EXERCISE BRIEF
Copy every line of the items below with the picture lines removed, keeping the requests, and scale each answer point coordinate by 2.05, rounding to the nearest whole number with halves going up. Leave the sample points inside the requests unchanged.

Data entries
+---+
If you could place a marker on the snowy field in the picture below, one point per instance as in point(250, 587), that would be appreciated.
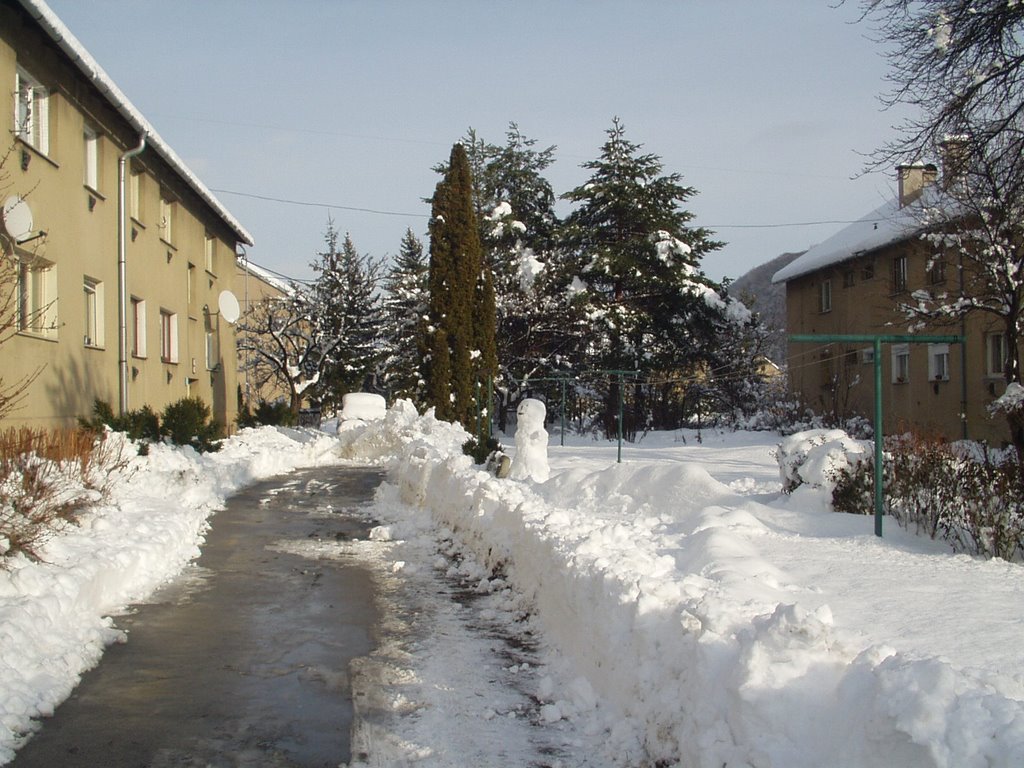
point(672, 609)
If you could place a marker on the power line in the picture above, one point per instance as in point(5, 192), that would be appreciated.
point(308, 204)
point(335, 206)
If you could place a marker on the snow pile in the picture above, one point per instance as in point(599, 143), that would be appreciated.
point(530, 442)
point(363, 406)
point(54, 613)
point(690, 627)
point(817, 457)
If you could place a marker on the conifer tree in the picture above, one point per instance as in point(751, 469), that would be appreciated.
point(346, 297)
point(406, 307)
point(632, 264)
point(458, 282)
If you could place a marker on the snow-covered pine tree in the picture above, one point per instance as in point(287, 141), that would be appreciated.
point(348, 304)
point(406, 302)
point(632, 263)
+---+
TASK RESPONSE
If you could place a marker on the snowy field in the picture below, one point per instance as in point(250, 587), that would be appreciated.
point(1378, 1248)
If you could place a marker on the power line in the picture above, one point per instance as in point(5, 192), that would be appreciated.
point(631, 418)
point(687, 422)
If you could place a marker on the snow pile in the picture above, one point per instance as in point(599, 143), that would be appreciated.
point(1087, 906)
point(744, 832)
point(111, 1257)
point(1415, 1285)
point(1675, 937)
If you could place a marker on the conifer tree in the picture above, one point per instance as in point(751, 469), that would be appreciated.
point(709, 609)
point(832, 629)
point(1296, 541)
point(939, 578)
If you could place a marker on the snow-covered pine tree in the picture above, one point per instance as in point(287, 141), that would be appreciated.
point(713, 623)
point(832, 619)
point(1296, 539)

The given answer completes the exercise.